───── Data for this task
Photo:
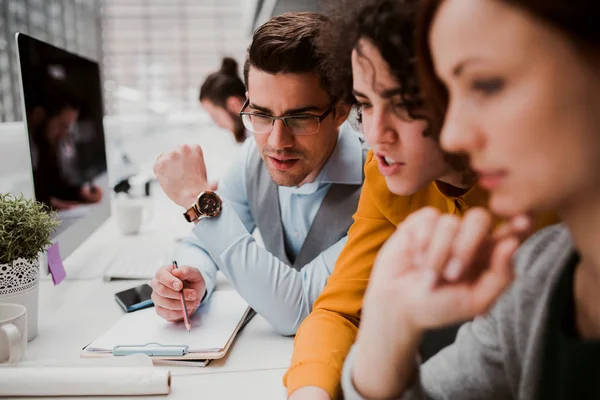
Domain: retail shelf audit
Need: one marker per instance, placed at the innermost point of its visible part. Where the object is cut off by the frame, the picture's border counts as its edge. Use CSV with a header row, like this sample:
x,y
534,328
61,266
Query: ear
x,y
342,110
233,104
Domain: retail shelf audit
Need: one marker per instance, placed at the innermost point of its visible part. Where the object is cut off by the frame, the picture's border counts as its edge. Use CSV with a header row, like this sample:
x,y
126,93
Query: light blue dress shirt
x,y
277,291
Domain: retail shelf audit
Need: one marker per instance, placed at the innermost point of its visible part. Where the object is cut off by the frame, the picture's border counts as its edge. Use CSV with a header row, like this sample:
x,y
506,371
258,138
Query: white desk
x,y
82,307
235,385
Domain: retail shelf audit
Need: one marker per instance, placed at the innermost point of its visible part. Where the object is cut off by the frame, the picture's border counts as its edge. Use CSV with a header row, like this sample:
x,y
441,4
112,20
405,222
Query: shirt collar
x,y
345,165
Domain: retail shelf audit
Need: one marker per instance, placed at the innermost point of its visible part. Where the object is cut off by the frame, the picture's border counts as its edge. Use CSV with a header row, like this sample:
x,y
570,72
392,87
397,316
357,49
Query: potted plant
x,y
25,230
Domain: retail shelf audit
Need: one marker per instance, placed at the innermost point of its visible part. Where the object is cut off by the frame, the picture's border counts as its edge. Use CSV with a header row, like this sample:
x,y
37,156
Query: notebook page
x,y
212,326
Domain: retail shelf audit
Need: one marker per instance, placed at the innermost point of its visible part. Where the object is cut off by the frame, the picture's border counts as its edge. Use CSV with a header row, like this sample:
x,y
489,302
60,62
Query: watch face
x,y
209,203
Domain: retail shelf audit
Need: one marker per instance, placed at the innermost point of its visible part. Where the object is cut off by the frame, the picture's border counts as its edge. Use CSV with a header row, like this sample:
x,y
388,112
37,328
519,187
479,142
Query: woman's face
x,y
524,104
408,160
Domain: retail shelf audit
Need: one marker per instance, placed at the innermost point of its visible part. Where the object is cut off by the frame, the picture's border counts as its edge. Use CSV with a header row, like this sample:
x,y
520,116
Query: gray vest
x,y
331,222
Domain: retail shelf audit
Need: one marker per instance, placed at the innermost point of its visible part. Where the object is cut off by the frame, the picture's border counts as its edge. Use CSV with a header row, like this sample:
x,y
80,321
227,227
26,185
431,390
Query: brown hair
x,y
222,84
578,19
288,44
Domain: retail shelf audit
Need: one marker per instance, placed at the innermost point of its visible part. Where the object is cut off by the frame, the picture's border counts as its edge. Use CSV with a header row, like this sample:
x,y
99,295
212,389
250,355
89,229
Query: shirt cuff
x,y
414,391
189,254
218,234
314,374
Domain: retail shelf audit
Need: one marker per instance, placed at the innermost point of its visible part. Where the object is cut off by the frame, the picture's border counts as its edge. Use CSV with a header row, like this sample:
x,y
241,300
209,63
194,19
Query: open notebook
x,y
214,327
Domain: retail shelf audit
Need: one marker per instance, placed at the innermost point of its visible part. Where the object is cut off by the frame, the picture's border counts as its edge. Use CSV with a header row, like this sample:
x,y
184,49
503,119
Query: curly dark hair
x,y
390,25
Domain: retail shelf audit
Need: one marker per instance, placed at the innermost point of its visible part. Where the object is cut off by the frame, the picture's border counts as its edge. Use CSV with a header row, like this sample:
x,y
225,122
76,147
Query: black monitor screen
x,y
63,105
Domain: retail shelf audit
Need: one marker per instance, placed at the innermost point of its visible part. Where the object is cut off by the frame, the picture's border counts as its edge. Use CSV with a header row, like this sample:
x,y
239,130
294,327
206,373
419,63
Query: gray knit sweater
x,y
497,356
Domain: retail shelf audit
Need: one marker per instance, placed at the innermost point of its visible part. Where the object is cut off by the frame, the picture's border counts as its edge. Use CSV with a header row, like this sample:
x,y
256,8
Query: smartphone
x,y
135,298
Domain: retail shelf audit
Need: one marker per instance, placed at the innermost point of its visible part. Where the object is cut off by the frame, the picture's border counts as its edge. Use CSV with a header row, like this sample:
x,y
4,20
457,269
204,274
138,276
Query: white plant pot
x,y
20,284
──────────
What needs to be done – Copy out exactly the line holding "Query: smartphone" and each line after it through the end of the entries, and leave out everything else.

Answer for the task –
Query: smartphone
x,y
135,298
Domain: retail shelf audit
Need: one marker per instance, placed at the innermost point of its visible part. Where the object is cut off by the frame, the picture's border counts as its edge. Use CSV with a header row, like this sample:
x,y
4,20
457,269
204,274
138,276
Query: white plant pot
x,y
20,284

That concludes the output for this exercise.